Por favor, copie o trecho sobre poluição e saúde começando em "Estes estudos, porém, em" e indo até "espacialidade destes impactos.", substituindo "Londres" por "Manchester".
───── TRECHO FORNECIDO ─────
Pensando na problemática da poluição ambiental e seu impacto sobre a população humana, procura-se delinear as bases para uma metodologia de pesquisa visando identificar a espacialidade e os efeitos sinérgicos entre poluentes, causativos de doenças coletivas, utilizando Sistema de Informação Geográfico integrado a Banco de Dados Relacional.

Palavras-chave: Sistema de Informação Geográfico; poluição; saúde populacional


 

INTRODUÇÃO

 

Uma área de interesse crescente em questões ambientais refere-se aos danos à saúde humana provocados pelos resíduos industriais de modo geral, quer sejam emissões aéreas ou descargas em rios (7, 10, 11, 17). Tal problemática aumenta de importância para nós, nesta fase de globalização do capital, uma vez que a reorganização das estratégias produtivas tem levado a uma transferência de parte das instalações industriais para os países do Terceiro Mundo, na busca de mão-de-obra farta, de baixo-custo e com um sindicalismo frágil, disponibilidade de matéria-prima e energia, e inexistência de restrições formais contra a poluição e a degradação da qualidade de vida (2, 3, 4, 13). Concorrem para este cenário os interesses de governos locais na atração destas indústrias, oferecendo vantagens fiscais e de infra-estrutura que caracterizam um verdadeiro "canibalismo" entre os Estados ou entre os Municípios.

 

 

Poucas vozes neste processo são capazes de serem ouvidas no sentido de ponderar a corrida "desenvolvimentista" contra as consequências sobre a qualidade de vida da população, em especial sobre a sua saúde do ponto de vista médico. Diversos estudos identificam uma relação de causalidade entre doenças populacionais e atividades industriais particulares, ou seja, componentes químicos específicos presentes nas emissões. Naoum (12) cita o aumento da concentração no sangue de metahemoglobinas, sulfohemoglobinas e corpos de Heinz devido à poluição por óxidos de nitrogêncio e de enxofre. Kucinski (9) menciona a ocorrência de lesões graves de pele entre trabalhadores de uma fábrica de pentacloreto de fenol, suspeitas de anemia aplástica e incidência de má-formação congênita em Cubatão. A contaminação pelo mercúrio, que provoca lesões no sistema nervoso do homem, tendo se notabilizado pela tragédia da baía de Minamata, no Japão. Atualmente fala-se na tendência à leucopenia em áreas sob a influência de emissão de benzeno.

Estes estudos, porém, em geral são fragmentados, não sendo suficientes para avaliar a conjugação de poluentes de diferentes naturezas em regiões industriais, concorrendo para multiplicar e potencializar (efeito sinergético) os danos à saúde da população circunvizinha. Fellenberg (7), mesmo citando um exemplo de sinergismo ocorrido em Londres no ano de 1952, quando elevada concentração de poeira no ar propiciou uma ação catastrófica dos SO2 sobre a saúde populacional ainda que em baixa concentração no ar, admite o grande desconhecimento da ciência sobre a ocorrência e os mecanismos causativos do sinergismo entre poluentes. Não apenas isto, mas principalmente, tais estudos não tem sido capazes de expressar a espacialidade destes impactos.
───── DADOS FORNECIDOS ─────
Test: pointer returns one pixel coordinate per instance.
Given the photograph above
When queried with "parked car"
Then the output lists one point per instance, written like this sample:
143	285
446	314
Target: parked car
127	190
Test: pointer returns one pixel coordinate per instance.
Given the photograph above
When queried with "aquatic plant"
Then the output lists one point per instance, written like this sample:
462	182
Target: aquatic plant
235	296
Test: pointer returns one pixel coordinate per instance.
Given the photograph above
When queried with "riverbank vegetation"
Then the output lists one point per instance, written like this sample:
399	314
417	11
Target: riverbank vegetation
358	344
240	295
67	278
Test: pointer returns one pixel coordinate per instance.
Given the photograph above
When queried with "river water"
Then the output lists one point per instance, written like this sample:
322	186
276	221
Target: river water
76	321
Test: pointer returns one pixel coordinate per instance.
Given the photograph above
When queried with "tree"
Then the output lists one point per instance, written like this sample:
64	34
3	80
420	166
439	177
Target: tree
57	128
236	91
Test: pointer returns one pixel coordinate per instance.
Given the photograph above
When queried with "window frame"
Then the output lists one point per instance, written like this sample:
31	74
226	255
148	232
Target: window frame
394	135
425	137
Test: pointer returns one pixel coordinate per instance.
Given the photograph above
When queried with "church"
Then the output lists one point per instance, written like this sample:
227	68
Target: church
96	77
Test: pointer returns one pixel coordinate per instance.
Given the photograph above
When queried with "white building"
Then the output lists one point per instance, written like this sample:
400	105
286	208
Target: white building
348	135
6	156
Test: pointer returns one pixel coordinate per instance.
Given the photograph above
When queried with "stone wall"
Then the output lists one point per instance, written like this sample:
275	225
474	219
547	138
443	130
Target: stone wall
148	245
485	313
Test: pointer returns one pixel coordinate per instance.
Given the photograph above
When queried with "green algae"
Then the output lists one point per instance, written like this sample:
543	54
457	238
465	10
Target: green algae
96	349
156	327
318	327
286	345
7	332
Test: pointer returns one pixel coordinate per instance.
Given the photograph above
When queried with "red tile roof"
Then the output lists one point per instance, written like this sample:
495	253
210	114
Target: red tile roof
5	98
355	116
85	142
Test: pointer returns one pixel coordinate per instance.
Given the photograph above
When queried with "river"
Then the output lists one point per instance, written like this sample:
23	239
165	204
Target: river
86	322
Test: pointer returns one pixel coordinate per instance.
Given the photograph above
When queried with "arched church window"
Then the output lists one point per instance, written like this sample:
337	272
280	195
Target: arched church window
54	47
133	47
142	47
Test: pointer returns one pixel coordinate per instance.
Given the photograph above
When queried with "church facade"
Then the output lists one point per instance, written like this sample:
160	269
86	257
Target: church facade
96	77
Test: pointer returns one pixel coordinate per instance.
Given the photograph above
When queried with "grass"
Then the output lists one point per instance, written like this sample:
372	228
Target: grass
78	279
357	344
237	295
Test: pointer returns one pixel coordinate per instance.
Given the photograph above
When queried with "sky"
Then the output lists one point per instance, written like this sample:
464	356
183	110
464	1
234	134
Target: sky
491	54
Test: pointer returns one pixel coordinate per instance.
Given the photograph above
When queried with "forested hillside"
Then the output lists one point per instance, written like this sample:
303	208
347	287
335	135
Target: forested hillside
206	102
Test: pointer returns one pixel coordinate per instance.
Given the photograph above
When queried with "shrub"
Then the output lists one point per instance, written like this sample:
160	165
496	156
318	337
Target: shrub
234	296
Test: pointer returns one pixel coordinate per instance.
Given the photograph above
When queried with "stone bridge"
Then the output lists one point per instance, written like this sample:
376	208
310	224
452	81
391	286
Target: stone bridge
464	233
─────
RESOLUÇÃO DO PROBLEMA:
Estes estudos, porém, em geral são fragmentados, não sendo suficientes para avaliar a conjugação de poluentes de diferentes naturezas em regiões industriais, concorrendo para multiplicar e potencializar (efeito sinergético) os danos à saúde da população circunvizinha. Fellenberg (7), mesmo citando um exemplo de sinergismo ocorrido em Manchester no ano de 1952, quando elevada concentração de poeira no ar propiciou uma ação catastrófica dos SO2 sobre a saúde populacional ainda que em baixa concentração no ar, admite o grande desconhecimento da ciência sobre a ocorrência e os mecanismos causativos do sinergismo entre poluentes. Não apenas isto, mas principalmente, tais estudos não tem sido capazes de expressar a espacialidade destes impactos.